QUESTIONS ON THE MATERIAL:
• A. Answer these questions from the nursing press release, one answer per line, marked the same way:
(i) What is the title of the White Paper that ACN released?
(ii) Which World Health Organisation report is cited?
(iii) What does ACN want funding to be based on instead of individual service events?
• B. In the nursing press release, condense the paragraph beginning "“Nursing is the largest health care workforce in Australia" into a short bulleted list that keeps its main facts.
• C. Reproduce without changes the stretch of the nursing press release from "Nurses offer solution" through "profession can provide.".

EXTRACTED TEXT:

━━━━━━

Nurses offer solution to fragmented, uncoordinated and expensive health care

The Australian College of Nursing has today called for major changes in health care funding and delivery models to improve outcomes for poorly serviced populations, including the aged, people with multiple, chronic diseases and those who are marginalised and disadvantaged by geography, culture or poverty.

Releasing ACN’s A New Horizon for Health Service: Optimising Advanced Practice Nursing White Paper, CEO, Adjunct Professor Kylie Ward FACN said Australia’s health care system is failing some members of our community, in part because it has failed to recognise the full scope of skills, services and support the nursing profession can provide.

“Our health care system needs to be modernised,” Adjunct Professor Ward argued. “We are clinging to the past by predicating health care policy and funding on the assumption that services need to be led by a medical practitioner.

“What today’s health care challenges require are patient-centred health care models where the contribution of all members of the health care team are valued and respected. ACN argues that nursing, in particular, is underutilised.”

ACN is proposing a new national clinical nursing workforce framework which includes recognition of the advanced practice nurse as a ‘well established and developed clinician with a level and type of practice that functions at the full extent of the registered nurse practice scope’.

“Advanced practice nurses are a solution to Australia’s health care challenges hiding in plain sight,” Adjunct Professor Ward said. “Advanced practice nurses can help deliver care where current services are scant, ineffective, inappropriate or not yet considered.”

The World Health Organisation’s Triple Impact Report found that enabling nurses to utilise their knowledge and skills to the full is key to improving universal health coverage.

“Nursing is the largest health care workforce in Australia. The nursing workforce has the highest match to population across the country, including rural and remote areas,” Adjunct Professor Ward said. “Nurses are most likely to be the first health professional seen by people in remote and very remote communities both for specialist and primary care needs. It is time our regulatory and funding models match how health care is being delivered and empower nurses to provide all the care they can.”

ACN is calling on all levels of government to work with the profession to explore and implement reforms to enable increased utilisation of advanced practice nurses to improve the quality, relevance and access of health services for all Australian communities.

“One of the most significant changes we are seeking is for funding to be provided based on patient outcomes rather than individual service events,” Adjunct Professor Ward explained. “We know there will be critics of this new way of thinking about health care, but our current system is no longer serving us as well as it could or as well as patients deserve.

“We are not claiming nursing to be the whole solution, no single profession is. What we are saying is that optimising our senior clinical nursing workforce is vital to improving health care for all Australians.”

━━━━━━

Saved entries
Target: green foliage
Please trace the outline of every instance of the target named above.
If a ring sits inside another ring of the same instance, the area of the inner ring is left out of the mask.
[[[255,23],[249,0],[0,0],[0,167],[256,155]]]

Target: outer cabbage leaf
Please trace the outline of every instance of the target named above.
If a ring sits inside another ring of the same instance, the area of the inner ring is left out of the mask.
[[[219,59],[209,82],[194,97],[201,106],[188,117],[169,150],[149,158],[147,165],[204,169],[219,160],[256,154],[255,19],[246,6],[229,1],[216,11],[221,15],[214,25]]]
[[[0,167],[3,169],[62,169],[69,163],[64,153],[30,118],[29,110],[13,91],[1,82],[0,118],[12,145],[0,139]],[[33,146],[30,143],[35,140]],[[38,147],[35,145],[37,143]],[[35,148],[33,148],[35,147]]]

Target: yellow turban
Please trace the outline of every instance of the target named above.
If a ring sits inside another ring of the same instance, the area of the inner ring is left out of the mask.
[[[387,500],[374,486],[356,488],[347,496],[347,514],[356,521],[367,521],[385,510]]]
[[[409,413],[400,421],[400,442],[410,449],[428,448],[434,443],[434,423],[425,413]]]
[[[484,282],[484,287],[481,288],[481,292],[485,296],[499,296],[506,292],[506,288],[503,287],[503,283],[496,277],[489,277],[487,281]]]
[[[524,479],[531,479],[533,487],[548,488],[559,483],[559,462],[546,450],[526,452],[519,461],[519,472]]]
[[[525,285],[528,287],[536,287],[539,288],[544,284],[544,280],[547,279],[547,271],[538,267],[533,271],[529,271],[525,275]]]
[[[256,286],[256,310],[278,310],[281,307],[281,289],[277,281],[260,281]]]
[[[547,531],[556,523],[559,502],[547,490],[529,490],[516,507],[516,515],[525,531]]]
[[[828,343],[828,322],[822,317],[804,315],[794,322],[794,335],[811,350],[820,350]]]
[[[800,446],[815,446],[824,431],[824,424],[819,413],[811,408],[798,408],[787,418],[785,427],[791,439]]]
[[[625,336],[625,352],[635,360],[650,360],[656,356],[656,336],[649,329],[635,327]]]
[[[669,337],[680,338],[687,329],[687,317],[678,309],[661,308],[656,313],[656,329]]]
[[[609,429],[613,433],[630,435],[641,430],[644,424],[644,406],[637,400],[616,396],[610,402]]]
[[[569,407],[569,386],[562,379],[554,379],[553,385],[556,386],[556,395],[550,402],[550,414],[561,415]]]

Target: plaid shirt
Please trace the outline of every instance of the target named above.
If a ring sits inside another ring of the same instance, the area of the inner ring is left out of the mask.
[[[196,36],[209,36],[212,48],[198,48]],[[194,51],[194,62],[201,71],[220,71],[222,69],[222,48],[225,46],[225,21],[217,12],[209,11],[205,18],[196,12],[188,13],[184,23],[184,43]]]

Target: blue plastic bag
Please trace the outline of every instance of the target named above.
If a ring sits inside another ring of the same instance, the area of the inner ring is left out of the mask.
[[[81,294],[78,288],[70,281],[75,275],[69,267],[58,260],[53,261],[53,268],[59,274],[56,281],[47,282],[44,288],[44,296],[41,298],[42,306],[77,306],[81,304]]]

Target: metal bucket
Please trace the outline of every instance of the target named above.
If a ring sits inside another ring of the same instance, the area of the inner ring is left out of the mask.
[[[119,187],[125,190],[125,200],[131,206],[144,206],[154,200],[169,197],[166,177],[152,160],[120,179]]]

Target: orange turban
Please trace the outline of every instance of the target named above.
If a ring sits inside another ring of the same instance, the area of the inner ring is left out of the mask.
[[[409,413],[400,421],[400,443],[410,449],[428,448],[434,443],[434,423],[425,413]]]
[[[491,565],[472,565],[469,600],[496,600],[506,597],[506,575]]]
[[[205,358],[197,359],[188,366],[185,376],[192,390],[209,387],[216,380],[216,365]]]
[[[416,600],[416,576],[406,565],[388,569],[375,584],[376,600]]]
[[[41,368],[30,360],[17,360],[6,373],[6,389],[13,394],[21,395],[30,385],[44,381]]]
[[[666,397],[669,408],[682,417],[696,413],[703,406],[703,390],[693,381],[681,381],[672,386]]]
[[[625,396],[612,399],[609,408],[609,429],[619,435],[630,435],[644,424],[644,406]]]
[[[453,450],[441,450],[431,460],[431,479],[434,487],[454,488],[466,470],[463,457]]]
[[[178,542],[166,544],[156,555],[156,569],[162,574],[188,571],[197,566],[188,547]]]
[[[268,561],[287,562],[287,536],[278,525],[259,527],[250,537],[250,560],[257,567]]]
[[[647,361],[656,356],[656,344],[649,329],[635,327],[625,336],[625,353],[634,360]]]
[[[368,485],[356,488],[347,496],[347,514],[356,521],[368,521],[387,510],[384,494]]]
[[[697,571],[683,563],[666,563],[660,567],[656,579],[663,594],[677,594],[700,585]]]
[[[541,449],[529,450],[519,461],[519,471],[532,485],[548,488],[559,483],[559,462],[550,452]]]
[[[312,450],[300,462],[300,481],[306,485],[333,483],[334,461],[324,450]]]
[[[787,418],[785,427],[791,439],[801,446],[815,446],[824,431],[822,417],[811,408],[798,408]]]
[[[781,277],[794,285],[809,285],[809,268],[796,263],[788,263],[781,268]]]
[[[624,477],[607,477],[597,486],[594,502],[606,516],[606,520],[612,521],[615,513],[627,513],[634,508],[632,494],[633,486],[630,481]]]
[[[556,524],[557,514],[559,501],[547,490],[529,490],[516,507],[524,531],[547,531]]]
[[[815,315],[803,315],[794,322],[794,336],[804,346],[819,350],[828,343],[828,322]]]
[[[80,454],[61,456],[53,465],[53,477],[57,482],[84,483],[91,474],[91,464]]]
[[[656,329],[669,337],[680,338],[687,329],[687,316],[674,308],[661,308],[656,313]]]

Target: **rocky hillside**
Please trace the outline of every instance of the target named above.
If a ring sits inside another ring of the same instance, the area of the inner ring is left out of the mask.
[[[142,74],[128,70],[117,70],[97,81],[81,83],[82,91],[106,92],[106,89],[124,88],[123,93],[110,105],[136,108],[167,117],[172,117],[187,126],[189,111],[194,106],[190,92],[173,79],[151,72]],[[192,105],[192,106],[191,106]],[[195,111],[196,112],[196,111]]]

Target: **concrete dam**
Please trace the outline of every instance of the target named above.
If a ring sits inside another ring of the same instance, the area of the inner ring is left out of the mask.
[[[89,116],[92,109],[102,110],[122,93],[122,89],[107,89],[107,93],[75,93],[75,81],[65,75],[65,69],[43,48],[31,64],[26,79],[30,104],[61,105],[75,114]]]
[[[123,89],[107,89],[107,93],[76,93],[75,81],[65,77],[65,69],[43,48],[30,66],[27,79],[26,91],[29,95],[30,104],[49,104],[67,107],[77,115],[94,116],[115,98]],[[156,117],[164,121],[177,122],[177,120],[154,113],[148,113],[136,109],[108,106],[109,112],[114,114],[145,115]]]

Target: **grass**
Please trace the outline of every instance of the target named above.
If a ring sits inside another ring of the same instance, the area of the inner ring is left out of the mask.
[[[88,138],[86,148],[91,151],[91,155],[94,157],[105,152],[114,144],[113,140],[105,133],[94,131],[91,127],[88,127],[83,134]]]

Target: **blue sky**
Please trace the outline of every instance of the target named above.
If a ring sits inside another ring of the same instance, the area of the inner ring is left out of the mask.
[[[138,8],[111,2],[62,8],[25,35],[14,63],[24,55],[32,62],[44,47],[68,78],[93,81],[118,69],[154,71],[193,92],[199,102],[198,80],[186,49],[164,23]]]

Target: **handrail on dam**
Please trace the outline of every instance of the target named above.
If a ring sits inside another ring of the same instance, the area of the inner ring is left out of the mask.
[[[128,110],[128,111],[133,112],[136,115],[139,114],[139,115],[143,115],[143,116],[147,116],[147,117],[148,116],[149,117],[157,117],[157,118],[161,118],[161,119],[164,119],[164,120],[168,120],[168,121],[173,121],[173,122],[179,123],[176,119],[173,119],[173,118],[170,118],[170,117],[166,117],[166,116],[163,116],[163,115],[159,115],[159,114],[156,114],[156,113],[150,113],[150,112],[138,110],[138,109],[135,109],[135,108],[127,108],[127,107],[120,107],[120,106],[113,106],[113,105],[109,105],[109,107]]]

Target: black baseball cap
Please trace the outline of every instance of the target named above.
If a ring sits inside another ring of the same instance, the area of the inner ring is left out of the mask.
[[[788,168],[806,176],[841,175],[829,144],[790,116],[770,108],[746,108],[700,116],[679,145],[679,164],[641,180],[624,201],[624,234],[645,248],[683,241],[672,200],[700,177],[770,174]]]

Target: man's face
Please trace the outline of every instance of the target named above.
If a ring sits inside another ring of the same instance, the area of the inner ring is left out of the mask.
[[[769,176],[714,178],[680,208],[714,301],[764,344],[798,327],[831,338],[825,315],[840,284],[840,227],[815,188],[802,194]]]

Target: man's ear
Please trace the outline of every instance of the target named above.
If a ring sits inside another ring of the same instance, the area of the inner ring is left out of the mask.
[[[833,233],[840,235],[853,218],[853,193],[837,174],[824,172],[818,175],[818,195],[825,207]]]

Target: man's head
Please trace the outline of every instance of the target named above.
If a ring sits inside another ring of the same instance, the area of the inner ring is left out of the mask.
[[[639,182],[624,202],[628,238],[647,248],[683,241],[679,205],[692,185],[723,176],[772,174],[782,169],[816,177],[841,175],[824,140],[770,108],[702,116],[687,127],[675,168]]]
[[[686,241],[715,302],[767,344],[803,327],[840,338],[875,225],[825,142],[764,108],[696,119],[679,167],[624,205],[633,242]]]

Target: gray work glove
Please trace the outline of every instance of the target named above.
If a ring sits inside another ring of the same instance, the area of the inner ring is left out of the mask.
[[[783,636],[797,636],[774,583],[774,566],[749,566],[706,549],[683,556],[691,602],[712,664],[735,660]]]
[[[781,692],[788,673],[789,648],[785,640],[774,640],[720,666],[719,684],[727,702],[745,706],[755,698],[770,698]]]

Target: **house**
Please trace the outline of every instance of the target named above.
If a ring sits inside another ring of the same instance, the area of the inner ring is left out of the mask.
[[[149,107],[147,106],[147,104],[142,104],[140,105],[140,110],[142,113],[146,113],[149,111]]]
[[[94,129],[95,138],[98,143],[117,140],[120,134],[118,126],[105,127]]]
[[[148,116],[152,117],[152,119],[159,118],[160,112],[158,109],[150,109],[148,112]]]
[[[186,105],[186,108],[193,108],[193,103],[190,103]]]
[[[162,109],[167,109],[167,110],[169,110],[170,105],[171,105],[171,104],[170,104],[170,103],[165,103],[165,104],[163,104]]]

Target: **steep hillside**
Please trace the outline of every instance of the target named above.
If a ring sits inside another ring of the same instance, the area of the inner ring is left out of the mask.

━━━━━━

TASK-BY-TASK ANSWERS:
• A.
(i) A New Horizon for Health Service: Optimising Advanced Practice Nursing
(ii) The Triple Impact Report
(iii) Patient outcomes

• B.
- Nursing is Australia's largest health care workforce.
- Its workforce most closely matches the population across the country, including rural and remote areas.
- Nurses are most likely to be the first health professional seen in remote and very remote communities, for both specialist and primary care.
- Adjunct Professor Ward says regulatory and funding models should match how care is delivered and empower nurses to provide all the care they can.

• C.
Nurses offer solution to fragmented, uncoordinated and expensive health care

The Australian College of Nursing has today called for major changes in health care funding and delivery models to improve outcomes for poorly serviced populations, including the aged, people with multiple, chronic diseases and those who are marginalised and disadvantaged by geography, culture or poverty.

Releasing ACN’s A New Horizon for Health Service: Optimising Advanced Practice Nursing White Paper, CEO, Adjunct Professor Kylie Ward FACN said Australia’s health care system is failing some members of our community, in part because it has failed to recognise the full scope of skills, services and support the nursing profession can provide.